[Description of the task]: Go line by line through the data below and count those that hold "wire". Return only the number.

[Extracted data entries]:
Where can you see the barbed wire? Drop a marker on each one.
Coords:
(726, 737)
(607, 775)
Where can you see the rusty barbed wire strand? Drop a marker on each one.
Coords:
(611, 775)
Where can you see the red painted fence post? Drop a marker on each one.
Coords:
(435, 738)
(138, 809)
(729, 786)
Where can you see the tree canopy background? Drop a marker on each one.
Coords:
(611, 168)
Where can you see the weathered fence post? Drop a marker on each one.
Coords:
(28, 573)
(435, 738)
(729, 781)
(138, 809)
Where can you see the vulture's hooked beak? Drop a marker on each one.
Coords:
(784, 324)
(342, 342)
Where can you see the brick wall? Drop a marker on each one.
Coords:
* * *
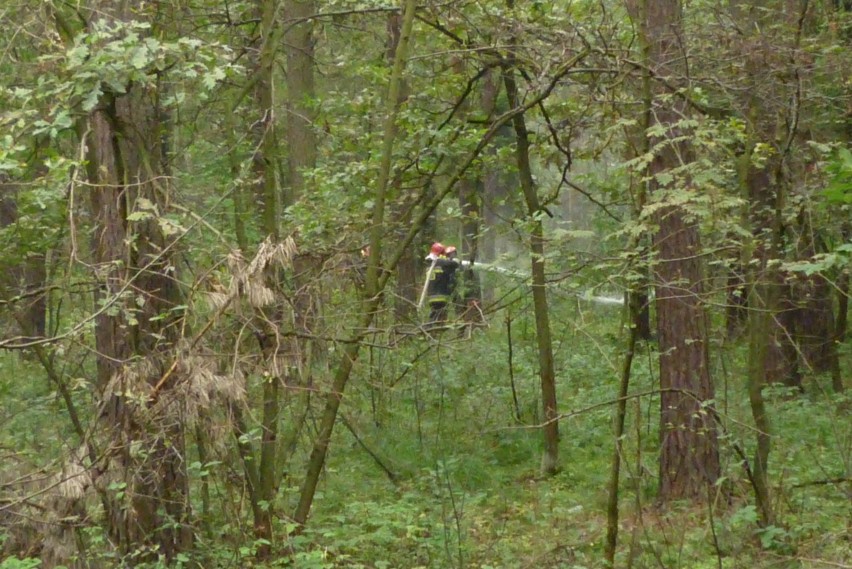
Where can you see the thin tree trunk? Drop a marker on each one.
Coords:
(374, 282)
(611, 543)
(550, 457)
---
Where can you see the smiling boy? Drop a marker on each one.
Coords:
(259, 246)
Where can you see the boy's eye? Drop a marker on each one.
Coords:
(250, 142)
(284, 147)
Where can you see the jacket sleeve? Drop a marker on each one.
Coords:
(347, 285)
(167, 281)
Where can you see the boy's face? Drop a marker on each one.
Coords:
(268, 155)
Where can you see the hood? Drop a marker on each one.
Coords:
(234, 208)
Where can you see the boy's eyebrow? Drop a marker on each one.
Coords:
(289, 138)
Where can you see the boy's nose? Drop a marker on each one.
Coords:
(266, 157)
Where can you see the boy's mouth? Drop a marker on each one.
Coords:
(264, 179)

[Your response]: 2